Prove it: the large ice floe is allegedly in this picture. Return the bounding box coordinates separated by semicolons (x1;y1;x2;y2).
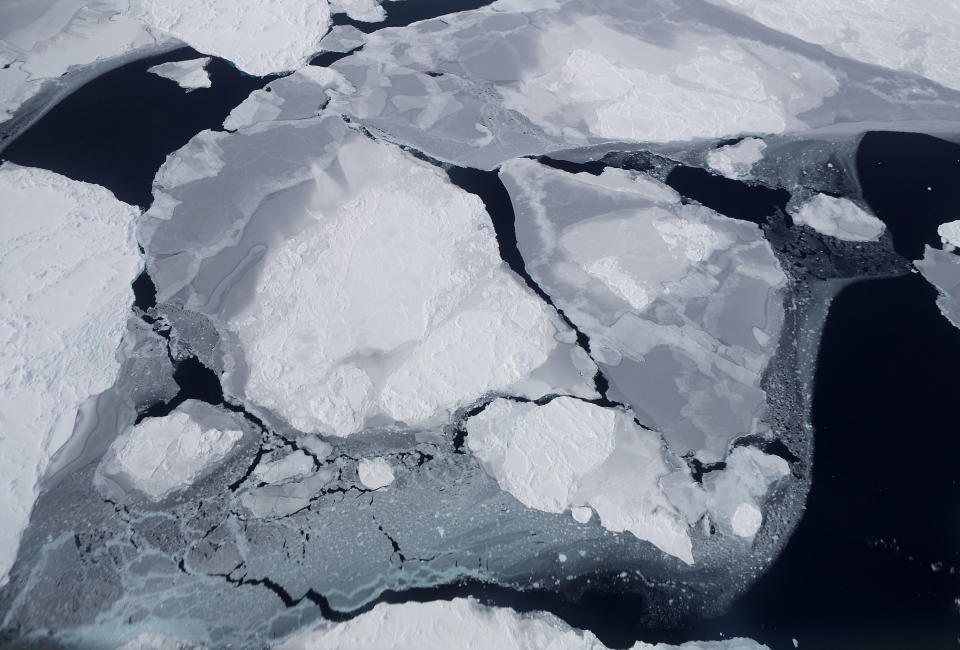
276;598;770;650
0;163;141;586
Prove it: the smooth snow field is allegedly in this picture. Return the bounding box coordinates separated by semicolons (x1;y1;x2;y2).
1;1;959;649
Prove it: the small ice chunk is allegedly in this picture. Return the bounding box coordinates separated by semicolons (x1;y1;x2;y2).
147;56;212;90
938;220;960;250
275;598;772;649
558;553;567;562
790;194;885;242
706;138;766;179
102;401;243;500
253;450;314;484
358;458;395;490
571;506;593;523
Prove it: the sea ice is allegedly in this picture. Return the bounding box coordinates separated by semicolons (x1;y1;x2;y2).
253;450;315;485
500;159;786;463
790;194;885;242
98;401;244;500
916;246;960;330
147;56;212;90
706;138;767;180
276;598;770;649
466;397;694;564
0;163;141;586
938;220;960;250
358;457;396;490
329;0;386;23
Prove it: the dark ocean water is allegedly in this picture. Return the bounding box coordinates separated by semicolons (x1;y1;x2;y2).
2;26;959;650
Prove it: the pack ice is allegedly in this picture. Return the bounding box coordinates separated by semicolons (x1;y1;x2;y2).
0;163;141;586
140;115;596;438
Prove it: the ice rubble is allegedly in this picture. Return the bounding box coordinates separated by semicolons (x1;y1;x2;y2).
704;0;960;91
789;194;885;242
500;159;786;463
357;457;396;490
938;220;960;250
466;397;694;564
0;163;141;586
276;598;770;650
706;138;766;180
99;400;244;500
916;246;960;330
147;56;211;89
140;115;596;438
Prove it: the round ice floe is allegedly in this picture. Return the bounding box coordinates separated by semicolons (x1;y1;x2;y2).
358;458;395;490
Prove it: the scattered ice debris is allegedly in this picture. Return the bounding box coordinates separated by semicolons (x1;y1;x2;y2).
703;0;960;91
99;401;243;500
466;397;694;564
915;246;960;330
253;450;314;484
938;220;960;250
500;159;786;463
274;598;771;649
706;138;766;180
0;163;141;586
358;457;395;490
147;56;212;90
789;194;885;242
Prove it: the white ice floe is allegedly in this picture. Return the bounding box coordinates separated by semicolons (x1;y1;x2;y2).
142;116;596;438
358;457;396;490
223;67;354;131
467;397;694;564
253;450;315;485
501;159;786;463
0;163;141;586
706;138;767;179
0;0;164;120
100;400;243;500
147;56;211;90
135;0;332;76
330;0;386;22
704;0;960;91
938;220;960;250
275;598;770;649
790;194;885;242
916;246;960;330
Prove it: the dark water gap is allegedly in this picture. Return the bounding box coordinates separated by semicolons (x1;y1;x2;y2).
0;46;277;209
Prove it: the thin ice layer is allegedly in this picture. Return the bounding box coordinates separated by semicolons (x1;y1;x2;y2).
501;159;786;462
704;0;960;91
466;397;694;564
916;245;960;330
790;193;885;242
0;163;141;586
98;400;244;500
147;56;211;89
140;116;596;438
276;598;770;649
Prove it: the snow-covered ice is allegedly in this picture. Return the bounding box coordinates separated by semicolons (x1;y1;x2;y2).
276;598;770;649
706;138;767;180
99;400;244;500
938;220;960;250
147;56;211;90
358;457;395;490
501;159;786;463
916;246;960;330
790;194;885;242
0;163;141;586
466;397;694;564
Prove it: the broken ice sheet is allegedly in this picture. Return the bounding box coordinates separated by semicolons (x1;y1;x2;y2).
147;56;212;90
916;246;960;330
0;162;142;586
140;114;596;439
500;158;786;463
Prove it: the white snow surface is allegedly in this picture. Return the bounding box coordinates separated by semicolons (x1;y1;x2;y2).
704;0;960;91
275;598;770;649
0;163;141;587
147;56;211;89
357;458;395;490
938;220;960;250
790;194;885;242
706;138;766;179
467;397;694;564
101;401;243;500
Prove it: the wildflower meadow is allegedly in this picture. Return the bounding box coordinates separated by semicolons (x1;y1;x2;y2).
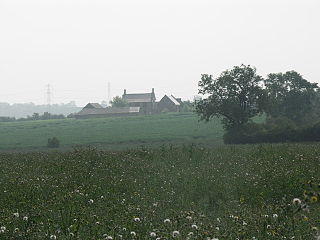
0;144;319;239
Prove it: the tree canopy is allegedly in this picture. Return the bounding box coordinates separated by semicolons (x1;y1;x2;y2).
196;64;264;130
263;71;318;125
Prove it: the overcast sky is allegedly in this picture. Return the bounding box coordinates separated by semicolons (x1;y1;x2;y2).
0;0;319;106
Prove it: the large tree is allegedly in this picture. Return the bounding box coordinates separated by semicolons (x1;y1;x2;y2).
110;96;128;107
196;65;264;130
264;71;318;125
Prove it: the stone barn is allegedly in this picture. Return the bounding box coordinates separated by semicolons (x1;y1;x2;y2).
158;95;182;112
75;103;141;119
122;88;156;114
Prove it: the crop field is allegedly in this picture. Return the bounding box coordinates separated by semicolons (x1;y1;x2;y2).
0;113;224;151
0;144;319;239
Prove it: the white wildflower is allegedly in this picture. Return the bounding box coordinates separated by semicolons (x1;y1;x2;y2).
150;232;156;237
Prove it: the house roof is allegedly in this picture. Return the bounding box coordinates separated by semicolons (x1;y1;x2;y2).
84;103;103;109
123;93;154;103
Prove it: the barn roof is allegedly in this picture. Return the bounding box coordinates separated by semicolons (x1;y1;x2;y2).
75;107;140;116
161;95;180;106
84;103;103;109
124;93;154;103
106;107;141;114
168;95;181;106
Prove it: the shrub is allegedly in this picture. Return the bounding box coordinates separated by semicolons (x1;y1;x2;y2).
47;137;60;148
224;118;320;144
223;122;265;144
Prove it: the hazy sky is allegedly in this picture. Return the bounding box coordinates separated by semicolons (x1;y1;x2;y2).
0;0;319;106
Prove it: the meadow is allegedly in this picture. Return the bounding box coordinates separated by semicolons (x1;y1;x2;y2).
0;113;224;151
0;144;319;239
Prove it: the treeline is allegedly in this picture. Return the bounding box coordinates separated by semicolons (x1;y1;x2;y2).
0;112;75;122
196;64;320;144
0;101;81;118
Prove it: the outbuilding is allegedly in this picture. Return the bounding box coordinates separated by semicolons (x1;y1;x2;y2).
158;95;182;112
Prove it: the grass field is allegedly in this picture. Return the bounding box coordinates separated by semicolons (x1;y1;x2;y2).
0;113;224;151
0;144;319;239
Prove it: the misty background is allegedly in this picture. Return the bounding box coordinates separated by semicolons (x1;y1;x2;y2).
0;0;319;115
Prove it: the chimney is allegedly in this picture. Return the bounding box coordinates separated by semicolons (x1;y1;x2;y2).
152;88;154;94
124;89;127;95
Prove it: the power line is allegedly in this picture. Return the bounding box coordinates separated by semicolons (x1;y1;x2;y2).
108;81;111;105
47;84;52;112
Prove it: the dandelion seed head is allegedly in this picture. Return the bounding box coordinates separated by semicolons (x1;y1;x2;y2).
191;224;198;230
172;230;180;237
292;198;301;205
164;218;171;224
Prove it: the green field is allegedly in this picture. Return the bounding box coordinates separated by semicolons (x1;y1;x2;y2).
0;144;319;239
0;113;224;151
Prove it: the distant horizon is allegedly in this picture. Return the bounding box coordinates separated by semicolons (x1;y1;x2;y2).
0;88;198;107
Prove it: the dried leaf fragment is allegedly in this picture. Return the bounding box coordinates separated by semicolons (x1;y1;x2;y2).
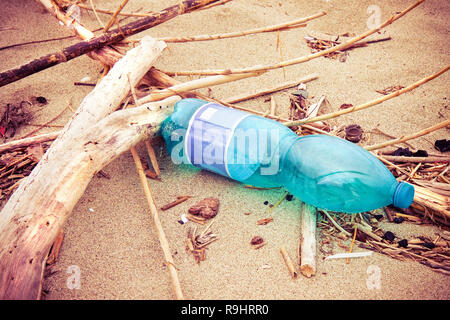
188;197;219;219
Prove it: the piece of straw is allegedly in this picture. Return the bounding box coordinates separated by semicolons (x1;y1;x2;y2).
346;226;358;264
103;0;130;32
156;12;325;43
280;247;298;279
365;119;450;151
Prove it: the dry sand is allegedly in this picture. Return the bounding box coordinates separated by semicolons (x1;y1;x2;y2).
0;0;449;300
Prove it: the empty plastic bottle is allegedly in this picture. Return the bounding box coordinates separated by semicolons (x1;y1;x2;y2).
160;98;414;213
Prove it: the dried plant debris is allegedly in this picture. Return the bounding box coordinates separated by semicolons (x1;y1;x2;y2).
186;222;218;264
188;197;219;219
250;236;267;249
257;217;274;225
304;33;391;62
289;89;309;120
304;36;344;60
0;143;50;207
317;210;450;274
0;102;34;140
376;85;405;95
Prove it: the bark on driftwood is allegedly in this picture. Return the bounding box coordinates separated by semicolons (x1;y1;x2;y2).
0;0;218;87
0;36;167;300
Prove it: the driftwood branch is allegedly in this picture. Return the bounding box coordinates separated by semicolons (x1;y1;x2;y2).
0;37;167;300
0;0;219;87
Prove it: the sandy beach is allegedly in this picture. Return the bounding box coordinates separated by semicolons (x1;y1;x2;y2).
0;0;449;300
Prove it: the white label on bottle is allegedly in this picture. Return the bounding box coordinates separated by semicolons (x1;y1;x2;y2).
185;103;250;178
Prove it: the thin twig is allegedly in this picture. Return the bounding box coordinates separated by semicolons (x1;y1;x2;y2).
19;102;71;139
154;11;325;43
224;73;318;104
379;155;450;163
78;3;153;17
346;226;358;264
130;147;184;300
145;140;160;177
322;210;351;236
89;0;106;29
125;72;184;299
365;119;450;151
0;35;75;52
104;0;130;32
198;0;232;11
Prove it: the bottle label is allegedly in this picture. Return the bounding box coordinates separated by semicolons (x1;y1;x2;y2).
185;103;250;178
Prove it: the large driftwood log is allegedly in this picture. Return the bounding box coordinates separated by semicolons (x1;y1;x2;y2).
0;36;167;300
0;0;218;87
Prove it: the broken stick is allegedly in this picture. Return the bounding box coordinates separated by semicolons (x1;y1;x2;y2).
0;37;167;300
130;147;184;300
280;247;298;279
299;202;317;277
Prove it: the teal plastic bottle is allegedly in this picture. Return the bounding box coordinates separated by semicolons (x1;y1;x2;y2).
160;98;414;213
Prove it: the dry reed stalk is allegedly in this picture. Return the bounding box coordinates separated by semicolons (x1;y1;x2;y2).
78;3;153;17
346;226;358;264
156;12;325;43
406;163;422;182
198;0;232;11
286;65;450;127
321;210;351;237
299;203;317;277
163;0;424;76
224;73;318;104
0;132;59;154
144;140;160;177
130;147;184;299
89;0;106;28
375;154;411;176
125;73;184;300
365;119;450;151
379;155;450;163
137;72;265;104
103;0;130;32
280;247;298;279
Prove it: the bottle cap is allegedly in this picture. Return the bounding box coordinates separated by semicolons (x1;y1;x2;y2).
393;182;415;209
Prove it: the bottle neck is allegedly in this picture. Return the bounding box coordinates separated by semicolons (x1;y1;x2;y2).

⁂

In the listing above, find the line containing "Prove it: the bottle cap", then reproduce it and each line after it through the end, exactly and with nothing added.

**EXPECTED ANSWER:**
Prove it: the bottle cap is allegedly in this picture. Return the bounding box coordinates separated by semicolons (x1;y1;x2;y2).
393;182;415;209
Prove it: the bottle neck is allegedly in this picture. Return the bounding box coordinates separated by semicolons (x1;y1;x2;y2).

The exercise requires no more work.